» **YOUR INSTRUCTIONS**:
Return, word for word, the lines of the listing below from the line with "Note: point to the hazy horizon" up to and including the final line of the listing.

+++ EXTRACTED RECORDS +++

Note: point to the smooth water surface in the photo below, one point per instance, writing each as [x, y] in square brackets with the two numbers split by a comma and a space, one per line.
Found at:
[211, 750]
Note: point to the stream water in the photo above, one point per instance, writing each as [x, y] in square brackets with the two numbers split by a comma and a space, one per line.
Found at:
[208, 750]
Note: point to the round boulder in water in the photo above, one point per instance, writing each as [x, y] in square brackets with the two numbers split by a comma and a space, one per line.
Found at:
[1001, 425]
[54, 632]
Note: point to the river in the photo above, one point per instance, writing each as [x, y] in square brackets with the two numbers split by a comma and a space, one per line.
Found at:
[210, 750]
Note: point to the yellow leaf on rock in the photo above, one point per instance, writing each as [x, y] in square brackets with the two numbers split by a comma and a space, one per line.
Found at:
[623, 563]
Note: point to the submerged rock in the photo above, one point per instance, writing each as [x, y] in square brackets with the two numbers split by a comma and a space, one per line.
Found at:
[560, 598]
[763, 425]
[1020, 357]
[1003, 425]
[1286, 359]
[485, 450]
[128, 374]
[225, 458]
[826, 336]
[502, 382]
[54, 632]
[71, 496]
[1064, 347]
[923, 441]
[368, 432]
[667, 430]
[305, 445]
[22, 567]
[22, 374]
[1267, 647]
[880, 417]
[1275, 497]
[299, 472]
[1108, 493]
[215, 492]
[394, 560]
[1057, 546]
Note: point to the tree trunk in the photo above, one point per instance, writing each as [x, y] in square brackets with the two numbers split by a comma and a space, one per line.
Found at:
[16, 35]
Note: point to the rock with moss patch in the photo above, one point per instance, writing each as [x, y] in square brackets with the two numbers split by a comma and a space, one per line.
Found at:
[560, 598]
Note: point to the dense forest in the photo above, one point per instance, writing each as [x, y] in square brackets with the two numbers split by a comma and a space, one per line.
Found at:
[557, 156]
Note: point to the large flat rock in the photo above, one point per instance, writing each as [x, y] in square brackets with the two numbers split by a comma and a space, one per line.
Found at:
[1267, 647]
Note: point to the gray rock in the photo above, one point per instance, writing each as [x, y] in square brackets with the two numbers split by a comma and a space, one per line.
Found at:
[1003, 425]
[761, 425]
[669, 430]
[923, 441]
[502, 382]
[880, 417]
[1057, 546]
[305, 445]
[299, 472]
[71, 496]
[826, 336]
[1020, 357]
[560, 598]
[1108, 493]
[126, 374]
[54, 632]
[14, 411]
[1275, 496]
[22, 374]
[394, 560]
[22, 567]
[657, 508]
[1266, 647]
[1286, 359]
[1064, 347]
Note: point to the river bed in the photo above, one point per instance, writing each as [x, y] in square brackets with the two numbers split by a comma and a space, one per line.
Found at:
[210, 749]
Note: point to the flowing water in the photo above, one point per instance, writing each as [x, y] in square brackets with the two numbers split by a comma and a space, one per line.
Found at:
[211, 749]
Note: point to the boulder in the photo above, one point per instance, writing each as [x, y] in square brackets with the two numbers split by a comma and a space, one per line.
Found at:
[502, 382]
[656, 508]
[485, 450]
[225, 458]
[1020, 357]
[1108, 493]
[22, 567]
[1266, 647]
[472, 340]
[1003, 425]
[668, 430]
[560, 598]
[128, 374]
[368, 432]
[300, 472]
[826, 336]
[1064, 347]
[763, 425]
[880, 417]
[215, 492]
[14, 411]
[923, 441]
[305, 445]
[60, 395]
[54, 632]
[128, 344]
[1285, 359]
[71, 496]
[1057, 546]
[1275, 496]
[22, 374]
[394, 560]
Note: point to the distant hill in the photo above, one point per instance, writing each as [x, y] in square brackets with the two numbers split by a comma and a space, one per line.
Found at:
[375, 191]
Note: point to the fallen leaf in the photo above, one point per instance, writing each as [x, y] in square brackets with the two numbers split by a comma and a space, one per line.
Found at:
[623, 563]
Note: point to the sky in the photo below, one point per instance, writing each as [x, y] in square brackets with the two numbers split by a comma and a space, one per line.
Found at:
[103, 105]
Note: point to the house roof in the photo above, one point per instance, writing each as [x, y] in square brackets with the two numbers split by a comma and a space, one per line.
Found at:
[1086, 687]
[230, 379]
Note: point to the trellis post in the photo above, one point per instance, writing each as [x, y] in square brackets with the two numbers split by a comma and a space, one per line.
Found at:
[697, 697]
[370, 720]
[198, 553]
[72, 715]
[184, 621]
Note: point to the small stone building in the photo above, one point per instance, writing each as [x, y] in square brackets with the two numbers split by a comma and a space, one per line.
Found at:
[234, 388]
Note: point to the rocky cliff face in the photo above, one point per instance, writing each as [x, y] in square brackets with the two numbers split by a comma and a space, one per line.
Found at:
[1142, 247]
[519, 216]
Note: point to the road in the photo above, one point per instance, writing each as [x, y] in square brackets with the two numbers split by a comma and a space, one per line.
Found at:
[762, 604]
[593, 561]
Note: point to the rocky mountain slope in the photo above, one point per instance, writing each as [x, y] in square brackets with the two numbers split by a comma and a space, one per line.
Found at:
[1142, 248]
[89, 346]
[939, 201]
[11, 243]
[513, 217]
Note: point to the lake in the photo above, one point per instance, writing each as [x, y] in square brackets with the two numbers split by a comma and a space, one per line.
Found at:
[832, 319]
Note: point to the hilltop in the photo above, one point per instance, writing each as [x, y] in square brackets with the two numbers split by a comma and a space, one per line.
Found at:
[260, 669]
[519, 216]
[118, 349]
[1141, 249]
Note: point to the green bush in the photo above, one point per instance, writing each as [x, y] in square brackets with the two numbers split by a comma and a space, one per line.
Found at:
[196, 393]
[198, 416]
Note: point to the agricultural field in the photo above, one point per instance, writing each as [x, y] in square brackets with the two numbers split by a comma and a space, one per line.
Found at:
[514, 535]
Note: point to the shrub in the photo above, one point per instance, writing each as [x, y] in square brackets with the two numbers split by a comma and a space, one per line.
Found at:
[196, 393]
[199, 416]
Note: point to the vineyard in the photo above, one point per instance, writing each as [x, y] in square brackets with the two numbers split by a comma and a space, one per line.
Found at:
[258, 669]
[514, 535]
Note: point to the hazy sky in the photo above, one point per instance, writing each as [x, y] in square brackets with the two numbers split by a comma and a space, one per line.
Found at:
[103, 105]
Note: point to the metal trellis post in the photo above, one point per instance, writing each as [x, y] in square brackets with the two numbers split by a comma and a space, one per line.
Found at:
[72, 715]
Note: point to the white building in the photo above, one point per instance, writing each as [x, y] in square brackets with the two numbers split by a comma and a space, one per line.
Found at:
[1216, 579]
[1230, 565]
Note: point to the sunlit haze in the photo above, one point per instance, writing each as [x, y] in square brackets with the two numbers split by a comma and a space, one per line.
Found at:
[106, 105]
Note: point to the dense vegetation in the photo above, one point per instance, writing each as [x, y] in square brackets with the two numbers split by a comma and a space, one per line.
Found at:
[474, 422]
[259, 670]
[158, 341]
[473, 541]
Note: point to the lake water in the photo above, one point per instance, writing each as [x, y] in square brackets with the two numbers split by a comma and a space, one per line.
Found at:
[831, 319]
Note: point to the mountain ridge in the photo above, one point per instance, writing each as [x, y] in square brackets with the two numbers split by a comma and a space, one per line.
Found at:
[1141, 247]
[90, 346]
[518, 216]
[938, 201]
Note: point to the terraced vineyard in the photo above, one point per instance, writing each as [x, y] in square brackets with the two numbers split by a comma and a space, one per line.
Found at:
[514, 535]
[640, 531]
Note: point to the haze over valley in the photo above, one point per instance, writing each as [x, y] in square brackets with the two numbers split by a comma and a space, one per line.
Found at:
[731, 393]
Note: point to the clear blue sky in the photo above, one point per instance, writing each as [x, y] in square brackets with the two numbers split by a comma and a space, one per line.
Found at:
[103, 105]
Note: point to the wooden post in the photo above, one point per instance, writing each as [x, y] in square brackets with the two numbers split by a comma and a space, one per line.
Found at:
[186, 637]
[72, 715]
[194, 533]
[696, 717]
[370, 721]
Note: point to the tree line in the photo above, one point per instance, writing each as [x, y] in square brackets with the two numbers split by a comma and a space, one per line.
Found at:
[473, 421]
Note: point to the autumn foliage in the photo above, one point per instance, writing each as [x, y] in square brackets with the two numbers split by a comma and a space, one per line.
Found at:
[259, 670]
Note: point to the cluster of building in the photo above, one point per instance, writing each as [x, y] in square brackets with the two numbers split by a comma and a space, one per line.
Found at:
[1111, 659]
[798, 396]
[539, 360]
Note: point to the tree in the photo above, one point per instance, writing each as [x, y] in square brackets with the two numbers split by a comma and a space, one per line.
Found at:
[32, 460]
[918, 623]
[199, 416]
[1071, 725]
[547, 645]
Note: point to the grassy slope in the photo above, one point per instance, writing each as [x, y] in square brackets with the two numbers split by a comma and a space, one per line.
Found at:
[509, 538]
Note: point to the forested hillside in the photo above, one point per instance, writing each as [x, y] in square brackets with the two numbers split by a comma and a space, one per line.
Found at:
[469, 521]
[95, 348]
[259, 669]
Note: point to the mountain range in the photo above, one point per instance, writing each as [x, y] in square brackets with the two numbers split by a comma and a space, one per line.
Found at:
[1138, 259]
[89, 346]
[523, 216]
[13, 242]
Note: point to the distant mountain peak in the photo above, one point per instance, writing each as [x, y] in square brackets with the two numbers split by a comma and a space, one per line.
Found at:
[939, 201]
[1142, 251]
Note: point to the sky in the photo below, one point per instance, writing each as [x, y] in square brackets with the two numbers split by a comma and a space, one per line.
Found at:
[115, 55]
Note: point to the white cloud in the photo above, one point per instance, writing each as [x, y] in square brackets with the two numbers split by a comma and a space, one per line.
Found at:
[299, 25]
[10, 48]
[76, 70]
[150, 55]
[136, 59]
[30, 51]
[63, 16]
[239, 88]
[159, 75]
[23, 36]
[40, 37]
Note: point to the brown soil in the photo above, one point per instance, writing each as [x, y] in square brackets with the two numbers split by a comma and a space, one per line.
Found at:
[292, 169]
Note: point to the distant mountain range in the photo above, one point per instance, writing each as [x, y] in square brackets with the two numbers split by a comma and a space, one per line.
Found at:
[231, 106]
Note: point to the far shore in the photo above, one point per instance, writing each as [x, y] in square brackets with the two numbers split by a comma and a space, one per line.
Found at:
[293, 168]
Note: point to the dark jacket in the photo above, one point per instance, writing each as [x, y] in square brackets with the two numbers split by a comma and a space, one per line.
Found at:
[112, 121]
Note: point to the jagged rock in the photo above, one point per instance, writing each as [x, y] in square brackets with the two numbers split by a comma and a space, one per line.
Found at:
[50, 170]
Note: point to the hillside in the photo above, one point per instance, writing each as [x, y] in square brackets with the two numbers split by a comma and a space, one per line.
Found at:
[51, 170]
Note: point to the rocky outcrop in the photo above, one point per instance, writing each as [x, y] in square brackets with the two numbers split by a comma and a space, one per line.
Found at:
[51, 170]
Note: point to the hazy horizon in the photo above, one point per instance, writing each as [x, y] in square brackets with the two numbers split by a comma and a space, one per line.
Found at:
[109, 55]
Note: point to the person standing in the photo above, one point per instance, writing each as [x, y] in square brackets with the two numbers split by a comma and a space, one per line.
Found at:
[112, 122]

+++

» **RIGHT ANSWER**:
Note: point to the hazy horizon in the photo above, one point per instance, writing each as [x, y] in square brackets with the two numbers split by a comma and a space, one per line.
Found at:
[109, 55]
Note: point to the person standing in the photo above, one point per instance, writing each as [x, y] in square brackets with the two numbers split by a comma and a space, one per line.
Found at:
[112, 122]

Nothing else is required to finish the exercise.